**JOB:** From the listing below, keep only the lines that contain the string "negative", treating uppercase and lowercase as different.
━━ MATERIAL FOR THIS TASK ━━
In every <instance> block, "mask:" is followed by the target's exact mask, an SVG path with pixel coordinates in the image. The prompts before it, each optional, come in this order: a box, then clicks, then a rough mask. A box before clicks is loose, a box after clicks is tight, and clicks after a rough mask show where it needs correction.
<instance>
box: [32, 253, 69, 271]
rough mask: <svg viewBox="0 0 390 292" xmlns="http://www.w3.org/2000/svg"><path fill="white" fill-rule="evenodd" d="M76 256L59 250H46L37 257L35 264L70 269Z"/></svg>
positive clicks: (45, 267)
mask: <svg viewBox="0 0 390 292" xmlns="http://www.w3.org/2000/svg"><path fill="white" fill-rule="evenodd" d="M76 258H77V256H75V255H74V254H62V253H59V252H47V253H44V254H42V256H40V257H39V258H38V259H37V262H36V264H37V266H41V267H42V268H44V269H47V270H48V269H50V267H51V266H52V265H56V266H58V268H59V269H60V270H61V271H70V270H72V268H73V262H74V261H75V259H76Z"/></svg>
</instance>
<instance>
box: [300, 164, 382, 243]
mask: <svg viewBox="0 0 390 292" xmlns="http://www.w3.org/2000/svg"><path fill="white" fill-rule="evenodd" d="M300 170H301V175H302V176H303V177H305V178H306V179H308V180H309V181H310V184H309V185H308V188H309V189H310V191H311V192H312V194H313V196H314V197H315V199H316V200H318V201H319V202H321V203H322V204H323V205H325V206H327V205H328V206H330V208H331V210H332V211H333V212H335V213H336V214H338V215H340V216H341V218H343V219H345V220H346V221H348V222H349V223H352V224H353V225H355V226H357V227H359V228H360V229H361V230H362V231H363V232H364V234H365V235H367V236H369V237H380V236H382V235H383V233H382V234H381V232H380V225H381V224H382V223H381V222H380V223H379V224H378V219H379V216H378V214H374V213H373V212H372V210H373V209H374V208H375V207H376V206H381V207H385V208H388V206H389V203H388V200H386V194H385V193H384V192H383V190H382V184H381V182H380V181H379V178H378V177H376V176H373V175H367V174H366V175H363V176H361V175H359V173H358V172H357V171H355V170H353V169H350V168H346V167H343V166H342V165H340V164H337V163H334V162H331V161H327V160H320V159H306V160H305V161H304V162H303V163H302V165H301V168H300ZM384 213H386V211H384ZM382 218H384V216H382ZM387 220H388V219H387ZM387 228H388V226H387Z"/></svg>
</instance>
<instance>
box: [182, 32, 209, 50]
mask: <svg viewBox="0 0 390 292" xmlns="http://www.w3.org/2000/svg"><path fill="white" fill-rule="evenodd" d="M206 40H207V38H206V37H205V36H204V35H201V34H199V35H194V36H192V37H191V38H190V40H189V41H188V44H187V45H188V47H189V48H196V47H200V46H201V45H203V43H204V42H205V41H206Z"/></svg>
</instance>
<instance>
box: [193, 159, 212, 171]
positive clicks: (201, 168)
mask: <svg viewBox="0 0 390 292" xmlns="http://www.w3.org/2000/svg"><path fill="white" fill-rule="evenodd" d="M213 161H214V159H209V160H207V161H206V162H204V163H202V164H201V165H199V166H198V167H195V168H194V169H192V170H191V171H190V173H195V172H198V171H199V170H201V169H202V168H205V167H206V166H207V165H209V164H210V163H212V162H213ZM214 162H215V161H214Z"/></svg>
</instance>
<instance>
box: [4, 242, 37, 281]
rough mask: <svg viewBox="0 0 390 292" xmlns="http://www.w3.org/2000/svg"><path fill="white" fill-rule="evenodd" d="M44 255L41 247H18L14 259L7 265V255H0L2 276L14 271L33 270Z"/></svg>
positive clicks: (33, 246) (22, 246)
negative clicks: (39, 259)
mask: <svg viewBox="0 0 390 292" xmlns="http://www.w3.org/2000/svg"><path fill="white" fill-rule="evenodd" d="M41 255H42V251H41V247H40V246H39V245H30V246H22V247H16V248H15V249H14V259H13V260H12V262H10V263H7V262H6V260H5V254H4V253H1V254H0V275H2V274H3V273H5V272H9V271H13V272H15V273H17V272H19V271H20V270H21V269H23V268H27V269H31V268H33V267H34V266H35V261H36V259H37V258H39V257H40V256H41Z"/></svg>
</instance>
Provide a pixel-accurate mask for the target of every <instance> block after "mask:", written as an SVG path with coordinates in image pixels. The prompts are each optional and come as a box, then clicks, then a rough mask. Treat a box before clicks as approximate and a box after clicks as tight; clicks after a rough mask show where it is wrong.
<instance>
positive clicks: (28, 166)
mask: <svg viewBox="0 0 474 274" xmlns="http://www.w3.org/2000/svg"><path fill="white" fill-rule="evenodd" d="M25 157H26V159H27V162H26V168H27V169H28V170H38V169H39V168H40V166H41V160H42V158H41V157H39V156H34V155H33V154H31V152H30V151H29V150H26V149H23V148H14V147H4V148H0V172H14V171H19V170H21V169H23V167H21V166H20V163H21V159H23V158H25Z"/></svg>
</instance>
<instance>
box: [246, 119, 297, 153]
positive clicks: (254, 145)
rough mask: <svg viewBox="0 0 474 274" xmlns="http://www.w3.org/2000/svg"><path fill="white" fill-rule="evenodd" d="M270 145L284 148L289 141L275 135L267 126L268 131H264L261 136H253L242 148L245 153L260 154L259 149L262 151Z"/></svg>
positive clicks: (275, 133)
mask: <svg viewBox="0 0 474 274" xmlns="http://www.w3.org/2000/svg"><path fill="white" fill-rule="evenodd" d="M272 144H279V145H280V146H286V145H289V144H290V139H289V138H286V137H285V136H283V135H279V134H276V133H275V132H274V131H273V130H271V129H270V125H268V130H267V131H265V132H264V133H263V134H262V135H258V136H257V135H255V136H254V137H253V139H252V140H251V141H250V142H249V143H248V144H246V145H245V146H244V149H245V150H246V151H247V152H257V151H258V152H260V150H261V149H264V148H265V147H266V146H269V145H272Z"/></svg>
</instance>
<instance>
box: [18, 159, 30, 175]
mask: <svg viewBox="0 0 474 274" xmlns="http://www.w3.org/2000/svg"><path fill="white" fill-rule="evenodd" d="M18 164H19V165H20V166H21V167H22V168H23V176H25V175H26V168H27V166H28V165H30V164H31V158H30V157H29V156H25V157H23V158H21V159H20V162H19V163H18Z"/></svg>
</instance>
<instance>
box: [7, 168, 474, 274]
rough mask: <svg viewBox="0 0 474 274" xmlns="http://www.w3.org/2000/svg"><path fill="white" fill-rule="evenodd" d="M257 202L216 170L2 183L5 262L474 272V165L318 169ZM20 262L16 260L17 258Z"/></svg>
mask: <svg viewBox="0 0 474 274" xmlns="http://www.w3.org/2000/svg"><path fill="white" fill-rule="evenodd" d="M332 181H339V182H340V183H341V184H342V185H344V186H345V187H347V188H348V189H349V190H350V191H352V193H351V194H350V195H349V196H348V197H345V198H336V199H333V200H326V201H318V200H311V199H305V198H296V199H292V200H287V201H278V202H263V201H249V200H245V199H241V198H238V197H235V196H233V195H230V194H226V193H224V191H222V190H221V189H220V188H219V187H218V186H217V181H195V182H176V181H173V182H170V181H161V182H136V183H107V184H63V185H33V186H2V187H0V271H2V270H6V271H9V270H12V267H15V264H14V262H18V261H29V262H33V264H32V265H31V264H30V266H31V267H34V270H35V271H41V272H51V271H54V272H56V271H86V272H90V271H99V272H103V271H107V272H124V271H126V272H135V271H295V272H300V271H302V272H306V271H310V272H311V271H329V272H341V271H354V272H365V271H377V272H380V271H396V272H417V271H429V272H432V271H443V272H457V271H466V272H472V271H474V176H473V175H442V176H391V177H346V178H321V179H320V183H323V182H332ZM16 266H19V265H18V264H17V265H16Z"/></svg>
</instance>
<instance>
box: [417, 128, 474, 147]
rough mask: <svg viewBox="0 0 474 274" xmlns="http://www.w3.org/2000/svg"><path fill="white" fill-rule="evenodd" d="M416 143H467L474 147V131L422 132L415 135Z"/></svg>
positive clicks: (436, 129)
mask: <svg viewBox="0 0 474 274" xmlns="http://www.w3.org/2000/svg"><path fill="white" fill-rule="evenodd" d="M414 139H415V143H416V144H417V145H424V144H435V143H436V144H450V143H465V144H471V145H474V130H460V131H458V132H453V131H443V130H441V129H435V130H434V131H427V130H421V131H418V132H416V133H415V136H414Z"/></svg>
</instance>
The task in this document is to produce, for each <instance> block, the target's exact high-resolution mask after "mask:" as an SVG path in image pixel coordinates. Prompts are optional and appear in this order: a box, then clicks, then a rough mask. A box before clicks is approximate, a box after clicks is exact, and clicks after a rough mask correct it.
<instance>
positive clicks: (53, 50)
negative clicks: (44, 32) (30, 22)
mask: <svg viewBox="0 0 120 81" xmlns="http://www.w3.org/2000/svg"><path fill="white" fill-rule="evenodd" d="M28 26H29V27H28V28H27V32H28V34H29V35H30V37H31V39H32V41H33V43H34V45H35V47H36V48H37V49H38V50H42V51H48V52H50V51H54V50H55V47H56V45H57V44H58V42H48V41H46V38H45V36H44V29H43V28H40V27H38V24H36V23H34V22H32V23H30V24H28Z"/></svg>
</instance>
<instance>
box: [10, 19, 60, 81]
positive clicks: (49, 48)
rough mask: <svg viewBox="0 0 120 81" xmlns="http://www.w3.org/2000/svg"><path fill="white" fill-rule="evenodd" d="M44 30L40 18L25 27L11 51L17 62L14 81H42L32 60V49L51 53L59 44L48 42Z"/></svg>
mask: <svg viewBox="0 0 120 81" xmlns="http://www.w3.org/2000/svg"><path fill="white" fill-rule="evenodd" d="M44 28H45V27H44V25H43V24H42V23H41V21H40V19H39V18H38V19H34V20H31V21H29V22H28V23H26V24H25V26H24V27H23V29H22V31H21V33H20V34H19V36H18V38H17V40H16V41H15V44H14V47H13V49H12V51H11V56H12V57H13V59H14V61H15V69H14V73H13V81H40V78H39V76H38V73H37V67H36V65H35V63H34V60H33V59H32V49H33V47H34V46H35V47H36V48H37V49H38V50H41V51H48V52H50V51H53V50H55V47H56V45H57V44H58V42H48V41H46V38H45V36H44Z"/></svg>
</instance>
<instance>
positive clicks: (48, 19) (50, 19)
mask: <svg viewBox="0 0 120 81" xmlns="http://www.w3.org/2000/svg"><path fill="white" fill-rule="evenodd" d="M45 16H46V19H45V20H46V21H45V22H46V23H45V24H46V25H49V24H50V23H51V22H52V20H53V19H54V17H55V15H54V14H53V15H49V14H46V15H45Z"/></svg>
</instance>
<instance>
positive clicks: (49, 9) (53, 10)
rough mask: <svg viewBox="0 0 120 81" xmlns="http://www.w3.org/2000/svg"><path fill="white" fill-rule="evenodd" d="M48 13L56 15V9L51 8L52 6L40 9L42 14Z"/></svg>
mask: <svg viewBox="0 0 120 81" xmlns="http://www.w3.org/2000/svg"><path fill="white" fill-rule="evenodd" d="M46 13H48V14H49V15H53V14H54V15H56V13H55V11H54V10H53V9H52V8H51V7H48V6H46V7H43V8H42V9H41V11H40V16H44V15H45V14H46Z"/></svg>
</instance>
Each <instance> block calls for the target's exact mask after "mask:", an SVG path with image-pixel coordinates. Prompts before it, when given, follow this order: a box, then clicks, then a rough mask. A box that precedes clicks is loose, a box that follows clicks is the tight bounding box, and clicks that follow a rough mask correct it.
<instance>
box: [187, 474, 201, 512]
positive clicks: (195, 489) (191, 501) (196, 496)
━━━
**YOUR RESPONSE:**
negative clicks: (39, 259)
negative clicks: (44, 32) (30, 22)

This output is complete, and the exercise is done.